→ **Excerpt to read**:

# # #

BFHR Issues "Torture Victims: Incidents of Announced Death" Stressing Continuation and Expansion of Torture Methods
2023-06-27 - 3:39 م
Bahrain Mirror: The Bahrain Forum for Human Rights issued a report entitled "Torture Victims: Incidents of Announced Death" marking the International Day in Support of Victims of Torture, which falls on June 26, 2023, in which it reviewed the patterns of torture and ill-treatment in Bahrain. The report indicated that "the official authorities have not taken any serious measures to put an end to the policy of torture despite all international and local reports in this regard."
The forum monitored in its report "the patterns used as means of torture and ill-treatment, which are expanded sometimes, as is the case with the denial of treatment technique, which may be in the form of direct negligence, tampering with medical appointments, not allowing patient to see a specialist doctor, delaying to expose patient to the doctor, or even imposing measures related to taking medications without a doctor's consult, like collective cases of scabies."

# # #

→ **Parts of the exercise**:
(a) List every form the denial of treatment technique may take, according to the news item on the Bahrain torture report.
(b) Summarize the news item on the Bahrain torture report in two sentences.

# # #

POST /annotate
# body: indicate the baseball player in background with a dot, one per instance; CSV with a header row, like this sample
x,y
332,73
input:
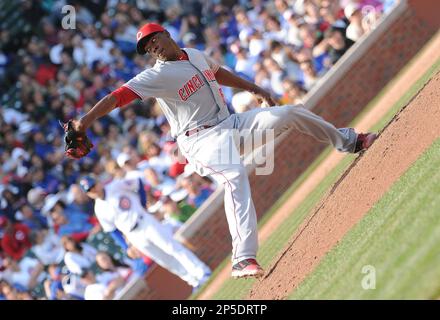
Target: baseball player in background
x,y
186,83
118,206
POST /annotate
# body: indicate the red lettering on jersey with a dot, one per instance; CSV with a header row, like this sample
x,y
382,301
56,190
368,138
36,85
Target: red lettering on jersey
x,y
209,75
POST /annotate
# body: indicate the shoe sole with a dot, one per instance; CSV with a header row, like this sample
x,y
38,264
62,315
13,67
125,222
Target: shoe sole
x,y
257,275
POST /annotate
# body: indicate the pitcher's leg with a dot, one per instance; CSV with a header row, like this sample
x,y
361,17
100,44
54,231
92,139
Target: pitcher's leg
x,y
141,241
240,211
285,117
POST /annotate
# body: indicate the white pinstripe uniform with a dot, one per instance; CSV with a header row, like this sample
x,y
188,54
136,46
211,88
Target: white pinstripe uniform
x,y
191,98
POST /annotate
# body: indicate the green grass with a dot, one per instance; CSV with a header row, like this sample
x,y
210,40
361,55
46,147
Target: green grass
x,y
237,289
399,237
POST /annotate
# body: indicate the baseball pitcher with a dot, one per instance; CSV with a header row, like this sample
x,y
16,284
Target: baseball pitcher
x,y
186,83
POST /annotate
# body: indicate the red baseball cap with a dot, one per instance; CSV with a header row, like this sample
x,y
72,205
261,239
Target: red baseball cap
x,y
143,33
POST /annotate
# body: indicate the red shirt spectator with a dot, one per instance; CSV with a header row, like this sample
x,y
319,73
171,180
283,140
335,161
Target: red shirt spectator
x,y
15,242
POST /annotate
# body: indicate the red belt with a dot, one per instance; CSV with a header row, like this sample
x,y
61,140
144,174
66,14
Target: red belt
x,y
191,132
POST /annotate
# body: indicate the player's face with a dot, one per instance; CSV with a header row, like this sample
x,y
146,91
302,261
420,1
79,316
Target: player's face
x,y
161,46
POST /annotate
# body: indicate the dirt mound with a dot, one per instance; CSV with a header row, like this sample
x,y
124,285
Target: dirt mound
x,y
410,132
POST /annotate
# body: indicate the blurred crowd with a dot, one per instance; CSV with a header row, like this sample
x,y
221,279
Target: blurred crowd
x,y
52,246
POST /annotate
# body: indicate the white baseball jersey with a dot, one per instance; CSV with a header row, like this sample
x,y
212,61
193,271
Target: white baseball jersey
x,y
186,90
121,207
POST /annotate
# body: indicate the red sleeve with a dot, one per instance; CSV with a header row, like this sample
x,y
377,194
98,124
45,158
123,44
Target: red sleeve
x,y
124,96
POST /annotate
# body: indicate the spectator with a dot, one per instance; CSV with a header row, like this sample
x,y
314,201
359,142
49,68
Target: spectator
x,y
46,246
76,224
79,256
23,275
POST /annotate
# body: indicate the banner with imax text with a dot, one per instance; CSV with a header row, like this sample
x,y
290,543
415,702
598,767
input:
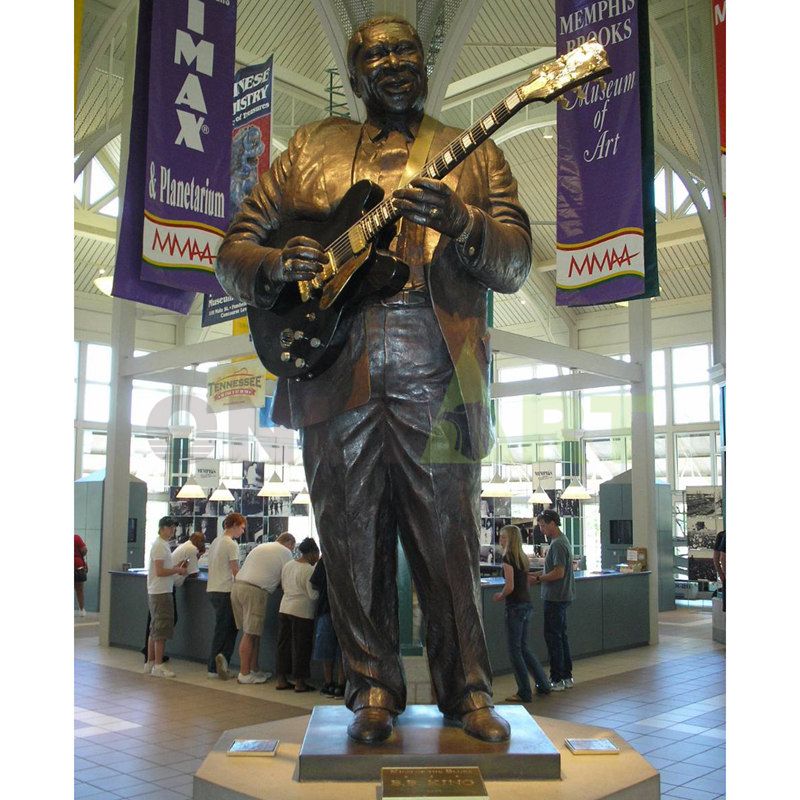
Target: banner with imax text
x,y
250,147
606,247
187,167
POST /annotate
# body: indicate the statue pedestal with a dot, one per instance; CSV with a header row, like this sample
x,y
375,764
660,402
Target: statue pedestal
x,y
423,738
626,776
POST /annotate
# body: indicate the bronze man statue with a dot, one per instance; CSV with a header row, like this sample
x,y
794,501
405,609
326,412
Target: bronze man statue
x,y
394,431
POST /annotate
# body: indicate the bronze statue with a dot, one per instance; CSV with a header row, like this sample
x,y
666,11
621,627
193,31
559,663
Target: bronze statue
x,y
393,431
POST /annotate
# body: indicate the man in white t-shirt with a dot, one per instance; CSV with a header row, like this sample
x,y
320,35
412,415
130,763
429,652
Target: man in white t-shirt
x,y
160,577
223,564
259,576
190,551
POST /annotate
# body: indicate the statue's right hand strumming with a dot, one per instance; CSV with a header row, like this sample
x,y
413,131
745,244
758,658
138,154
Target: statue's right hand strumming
x,y
301,259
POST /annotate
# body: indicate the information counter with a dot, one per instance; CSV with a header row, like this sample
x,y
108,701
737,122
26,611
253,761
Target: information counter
x,y
610,612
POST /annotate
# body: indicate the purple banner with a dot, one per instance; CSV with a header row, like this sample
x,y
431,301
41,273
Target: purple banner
x,y
250,148
187,167
606,221
128,283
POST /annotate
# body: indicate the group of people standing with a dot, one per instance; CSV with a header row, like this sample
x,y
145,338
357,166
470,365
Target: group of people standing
x,y
239,597
558,590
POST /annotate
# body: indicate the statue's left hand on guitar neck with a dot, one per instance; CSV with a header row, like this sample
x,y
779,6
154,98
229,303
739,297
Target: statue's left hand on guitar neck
x,y
432,203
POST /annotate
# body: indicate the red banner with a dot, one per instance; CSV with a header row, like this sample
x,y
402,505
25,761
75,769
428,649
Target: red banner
x,y
718,8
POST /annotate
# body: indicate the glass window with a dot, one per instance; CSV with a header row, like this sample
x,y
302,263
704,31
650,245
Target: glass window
x,y
659,368
151,404
510,416
693,454
96,402
660,407
110,209
679,192
691,404
660,185
98,363
690,364
101,183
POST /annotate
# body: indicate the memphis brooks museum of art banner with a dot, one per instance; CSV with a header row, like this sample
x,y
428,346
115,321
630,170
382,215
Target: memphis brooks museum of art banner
x,y
606,243
252,118
176,194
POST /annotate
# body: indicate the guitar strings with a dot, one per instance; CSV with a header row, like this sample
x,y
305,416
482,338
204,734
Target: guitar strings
x,y
340,247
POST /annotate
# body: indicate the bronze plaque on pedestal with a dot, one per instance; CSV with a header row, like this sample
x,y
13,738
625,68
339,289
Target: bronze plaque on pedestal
x,y
423,738
432,783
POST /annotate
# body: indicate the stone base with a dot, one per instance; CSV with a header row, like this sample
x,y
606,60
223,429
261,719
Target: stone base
x,y
626,776
423,738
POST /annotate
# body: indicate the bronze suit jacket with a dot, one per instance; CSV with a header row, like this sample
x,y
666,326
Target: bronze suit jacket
x,y
307,181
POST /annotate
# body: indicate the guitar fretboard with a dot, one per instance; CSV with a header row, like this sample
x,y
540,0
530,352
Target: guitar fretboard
x,y
368,227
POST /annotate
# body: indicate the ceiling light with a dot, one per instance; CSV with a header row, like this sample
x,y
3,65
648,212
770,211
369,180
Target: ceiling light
x,y
222,494
497,487
191,490
274,487
540,496
303,498
104,284
575,491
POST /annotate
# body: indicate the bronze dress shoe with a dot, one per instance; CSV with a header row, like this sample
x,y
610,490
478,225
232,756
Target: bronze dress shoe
x,y
371,725
486,724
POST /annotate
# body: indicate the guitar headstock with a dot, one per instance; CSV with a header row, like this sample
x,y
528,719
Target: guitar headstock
x,y
580,65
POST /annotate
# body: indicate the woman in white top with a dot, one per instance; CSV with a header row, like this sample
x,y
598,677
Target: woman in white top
x,y
296,619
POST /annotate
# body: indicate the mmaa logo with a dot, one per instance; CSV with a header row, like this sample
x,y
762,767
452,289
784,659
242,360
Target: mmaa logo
x,y
187,247
608,262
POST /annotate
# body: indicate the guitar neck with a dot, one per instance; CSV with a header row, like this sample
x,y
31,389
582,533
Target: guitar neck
x,y
368,227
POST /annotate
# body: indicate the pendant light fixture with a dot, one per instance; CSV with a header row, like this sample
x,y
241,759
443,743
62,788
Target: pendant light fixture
x,y
575,491
191,490
222,494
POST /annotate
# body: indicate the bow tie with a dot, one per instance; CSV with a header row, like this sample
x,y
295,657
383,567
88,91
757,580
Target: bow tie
x,y
387,126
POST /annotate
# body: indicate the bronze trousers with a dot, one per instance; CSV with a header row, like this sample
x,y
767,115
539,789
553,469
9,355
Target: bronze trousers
x,y
371,477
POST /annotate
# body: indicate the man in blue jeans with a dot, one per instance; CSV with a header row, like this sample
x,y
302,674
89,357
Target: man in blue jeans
x,y
558,591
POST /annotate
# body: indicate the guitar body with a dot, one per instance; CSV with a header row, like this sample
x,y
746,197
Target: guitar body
x,y
305,330
299,340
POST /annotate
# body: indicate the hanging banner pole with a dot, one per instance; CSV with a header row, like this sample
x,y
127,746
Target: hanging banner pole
x,y
606,246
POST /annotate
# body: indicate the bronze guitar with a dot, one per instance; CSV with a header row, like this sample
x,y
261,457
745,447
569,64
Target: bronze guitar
x,y
305,330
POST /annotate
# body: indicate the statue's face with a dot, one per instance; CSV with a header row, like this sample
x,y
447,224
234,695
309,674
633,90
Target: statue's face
x,y
390,70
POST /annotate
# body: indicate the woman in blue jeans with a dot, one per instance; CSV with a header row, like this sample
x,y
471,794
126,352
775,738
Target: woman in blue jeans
x,y
518,613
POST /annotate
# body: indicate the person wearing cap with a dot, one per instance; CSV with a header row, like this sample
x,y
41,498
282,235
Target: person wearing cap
x,y
223,564
189,552
259,576
160,581
558,591
296,619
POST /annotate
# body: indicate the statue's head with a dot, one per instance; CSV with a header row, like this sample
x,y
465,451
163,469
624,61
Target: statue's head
x,y
386,66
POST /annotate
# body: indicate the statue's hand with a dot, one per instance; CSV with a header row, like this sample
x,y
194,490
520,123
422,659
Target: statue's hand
x,y
432,203
301,259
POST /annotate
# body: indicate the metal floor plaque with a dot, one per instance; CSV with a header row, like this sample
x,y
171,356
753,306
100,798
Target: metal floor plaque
x,y
423,738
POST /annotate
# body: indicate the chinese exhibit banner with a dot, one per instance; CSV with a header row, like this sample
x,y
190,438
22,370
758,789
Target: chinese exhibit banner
x,y
180,149
606,246
249,157
719,62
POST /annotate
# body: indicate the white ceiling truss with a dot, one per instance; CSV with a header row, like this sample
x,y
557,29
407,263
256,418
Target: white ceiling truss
x,y
489,47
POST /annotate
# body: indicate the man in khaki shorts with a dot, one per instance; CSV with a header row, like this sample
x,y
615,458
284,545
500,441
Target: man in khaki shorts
x,y
160,578
259,576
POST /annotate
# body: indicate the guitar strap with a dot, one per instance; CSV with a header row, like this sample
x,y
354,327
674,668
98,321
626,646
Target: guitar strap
x,y
418,156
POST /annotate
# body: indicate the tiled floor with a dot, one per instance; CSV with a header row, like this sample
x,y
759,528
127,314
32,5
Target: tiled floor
x,y
144,737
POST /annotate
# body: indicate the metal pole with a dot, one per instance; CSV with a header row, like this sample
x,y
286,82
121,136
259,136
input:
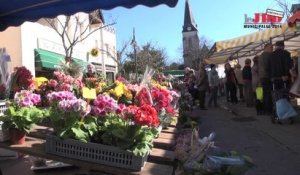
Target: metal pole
x,y
135,63
135,55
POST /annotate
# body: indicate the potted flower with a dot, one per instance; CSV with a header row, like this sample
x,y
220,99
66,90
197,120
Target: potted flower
x,y
68,116
21,115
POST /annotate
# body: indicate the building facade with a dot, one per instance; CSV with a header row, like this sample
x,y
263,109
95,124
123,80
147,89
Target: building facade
x,y
190,39
39,48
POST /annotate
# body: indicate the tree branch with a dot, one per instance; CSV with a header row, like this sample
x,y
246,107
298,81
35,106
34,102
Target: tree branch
x,y
94,31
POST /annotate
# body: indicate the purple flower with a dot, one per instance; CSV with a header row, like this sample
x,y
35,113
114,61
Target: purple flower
x,y
60,95
27,98
104,104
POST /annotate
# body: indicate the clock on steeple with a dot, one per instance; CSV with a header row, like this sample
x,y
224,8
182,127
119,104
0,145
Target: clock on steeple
x,y
190,39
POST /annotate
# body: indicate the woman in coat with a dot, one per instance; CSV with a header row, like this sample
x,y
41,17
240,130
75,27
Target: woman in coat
x,y
231,83
202,85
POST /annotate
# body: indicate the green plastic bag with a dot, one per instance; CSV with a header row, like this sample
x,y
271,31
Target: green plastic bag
x,y
259,93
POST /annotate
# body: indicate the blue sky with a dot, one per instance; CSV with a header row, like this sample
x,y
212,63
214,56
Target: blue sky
x,y
161,25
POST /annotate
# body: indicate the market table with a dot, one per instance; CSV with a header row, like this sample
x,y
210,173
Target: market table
x,y
161,161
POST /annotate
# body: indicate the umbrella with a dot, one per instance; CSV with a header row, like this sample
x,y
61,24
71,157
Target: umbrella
x,y
15,12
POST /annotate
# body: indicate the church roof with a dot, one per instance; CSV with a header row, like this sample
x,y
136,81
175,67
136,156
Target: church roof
x,y
189,21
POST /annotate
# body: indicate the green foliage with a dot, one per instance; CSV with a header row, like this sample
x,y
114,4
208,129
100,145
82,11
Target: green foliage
x,y
72,68
71,125
115,131
22,118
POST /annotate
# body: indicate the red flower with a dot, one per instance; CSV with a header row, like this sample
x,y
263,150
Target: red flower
x,y
170,110
146,115
143,98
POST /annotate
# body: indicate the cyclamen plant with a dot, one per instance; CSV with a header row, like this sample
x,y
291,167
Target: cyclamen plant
x,y
103,105
68,114
22,113
60,95
27,98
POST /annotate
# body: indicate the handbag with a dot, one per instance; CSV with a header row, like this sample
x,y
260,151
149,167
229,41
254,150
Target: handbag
x,y
295,89
284,109
259,93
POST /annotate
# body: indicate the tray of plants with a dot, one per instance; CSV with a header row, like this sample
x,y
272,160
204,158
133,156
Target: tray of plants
x,y
39,164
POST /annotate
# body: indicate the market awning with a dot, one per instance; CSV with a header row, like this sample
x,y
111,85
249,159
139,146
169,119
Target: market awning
x,y
176,73
51,60
252,44
15,12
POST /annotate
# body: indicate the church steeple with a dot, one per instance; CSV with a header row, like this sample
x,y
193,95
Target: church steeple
x,y
189,22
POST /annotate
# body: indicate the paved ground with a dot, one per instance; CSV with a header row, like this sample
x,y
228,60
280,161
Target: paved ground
x,y
275,149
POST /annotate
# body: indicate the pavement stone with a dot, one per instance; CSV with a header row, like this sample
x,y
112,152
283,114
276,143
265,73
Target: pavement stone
x,y
274,148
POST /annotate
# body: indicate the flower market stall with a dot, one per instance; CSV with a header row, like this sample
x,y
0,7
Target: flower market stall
x,y
93,121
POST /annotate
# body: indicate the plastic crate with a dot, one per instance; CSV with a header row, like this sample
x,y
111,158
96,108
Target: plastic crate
x,y
93,152
3,133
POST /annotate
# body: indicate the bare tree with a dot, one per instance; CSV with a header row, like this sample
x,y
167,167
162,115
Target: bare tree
x,y
285,6
198,54
81,29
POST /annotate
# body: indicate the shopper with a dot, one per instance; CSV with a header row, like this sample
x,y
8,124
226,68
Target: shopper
x,y
191,84
255,85
280,65
202,85
240,82
247,77
231,83
264,76
213,79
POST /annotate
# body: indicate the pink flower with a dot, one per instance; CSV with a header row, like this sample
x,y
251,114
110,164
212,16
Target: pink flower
x,y
27,98
52,83
104,104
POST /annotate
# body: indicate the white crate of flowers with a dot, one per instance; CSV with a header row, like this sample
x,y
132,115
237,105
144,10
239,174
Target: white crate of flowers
x,y
106,132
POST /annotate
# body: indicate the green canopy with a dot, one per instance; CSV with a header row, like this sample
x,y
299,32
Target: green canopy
x,y
177,73
51,60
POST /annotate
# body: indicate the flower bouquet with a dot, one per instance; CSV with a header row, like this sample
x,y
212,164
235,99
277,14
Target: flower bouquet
x,y
21,80
106,125
22,114
200,156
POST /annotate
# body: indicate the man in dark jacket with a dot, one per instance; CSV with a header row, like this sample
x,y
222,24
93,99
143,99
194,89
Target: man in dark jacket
x,y
264,76
280,65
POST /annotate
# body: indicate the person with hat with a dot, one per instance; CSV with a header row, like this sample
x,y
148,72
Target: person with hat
x,y
264,77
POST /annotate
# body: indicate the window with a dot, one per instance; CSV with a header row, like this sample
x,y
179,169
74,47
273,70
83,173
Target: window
x,y
110,77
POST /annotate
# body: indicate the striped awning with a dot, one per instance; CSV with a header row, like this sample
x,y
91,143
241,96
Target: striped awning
x,y
252,44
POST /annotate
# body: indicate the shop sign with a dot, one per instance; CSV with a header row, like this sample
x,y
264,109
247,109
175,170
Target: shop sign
x,y
58,48
269,19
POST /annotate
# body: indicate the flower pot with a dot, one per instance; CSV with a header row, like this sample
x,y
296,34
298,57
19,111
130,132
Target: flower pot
x,y
17,137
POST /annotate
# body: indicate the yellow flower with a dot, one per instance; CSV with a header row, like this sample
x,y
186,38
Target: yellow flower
x,y
95,52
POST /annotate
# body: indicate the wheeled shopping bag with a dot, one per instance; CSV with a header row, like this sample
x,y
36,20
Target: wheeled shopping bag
x,y
282,108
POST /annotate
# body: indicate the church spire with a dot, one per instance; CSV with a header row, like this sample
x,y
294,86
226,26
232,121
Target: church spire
x,y
189,22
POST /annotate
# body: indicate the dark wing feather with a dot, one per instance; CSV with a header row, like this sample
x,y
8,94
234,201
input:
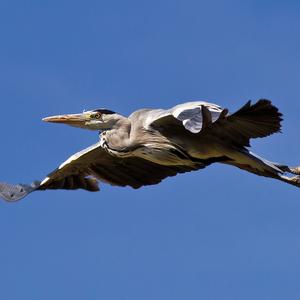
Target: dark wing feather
x,y
251,121
85,169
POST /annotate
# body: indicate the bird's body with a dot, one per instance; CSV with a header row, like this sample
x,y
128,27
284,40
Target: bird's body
x,y
152,144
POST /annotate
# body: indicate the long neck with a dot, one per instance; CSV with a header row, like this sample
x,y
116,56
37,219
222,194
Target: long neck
x,y
118,136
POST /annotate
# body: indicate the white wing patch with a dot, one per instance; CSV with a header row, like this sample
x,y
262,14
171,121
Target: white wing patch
x,y
190,114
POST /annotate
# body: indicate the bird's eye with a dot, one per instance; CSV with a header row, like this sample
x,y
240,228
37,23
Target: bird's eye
x,y
96,116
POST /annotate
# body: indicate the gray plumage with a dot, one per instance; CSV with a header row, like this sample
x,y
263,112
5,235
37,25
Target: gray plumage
x,y
152,144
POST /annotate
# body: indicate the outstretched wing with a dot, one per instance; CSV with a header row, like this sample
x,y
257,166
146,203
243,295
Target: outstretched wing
x,y
86,168
251,121
193,115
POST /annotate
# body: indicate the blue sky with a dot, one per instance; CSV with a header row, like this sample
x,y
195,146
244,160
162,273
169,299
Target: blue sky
x,y
216,234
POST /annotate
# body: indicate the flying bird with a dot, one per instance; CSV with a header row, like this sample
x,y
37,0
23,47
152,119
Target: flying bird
x,y
152,144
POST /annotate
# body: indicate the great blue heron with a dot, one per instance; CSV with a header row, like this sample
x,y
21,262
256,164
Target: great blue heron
x,y
152,144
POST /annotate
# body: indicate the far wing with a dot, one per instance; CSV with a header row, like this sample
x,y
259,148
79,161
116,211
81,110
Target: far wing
x,y
86,168
251,121
194,116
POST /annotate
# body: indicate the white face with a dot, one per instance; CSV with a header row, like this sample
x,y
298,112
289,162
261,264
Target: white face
x,y
92,120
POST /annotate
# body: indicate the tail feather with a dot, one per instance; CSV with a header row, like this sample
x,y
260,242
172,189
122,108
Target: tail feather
x,y
253,163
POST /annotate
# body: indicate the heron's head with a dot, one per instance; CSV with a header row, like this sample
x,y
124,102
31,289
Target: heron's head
x,y
98,119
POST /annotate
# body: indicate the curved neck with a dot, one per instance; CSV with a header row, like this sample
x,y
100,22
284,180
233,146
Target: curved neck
x,y
117,137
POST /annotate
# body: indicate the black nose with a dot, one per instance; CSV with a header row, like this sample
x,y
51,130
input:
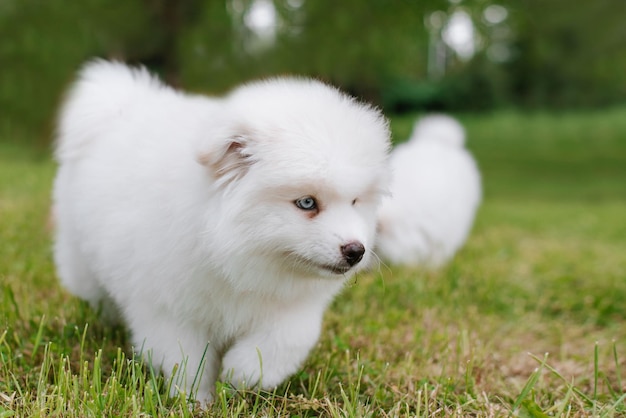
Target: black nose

# # #

→ **Answers given**:
(a)
- direct negligence
- tampering with medical appointments
- not allowing patient to see a specialist doctor
- delaying to expose patient to the doctor
- imposing measures related to taking medications without a doctor's consult

(b) The Bahrain Forum for Human Rights issued a report titled "Torture Victims: Incidents of Announced Death" to mark the International Day in Support of Victims of Torture on June 26, 2023, reviewing patterns of torture and ill-treatment in Bahrain. The report says the official authorities have taken no serious measures to end the policy of torture, and it notes that some methods are sometimes expanded, as with the denial of treatment technique.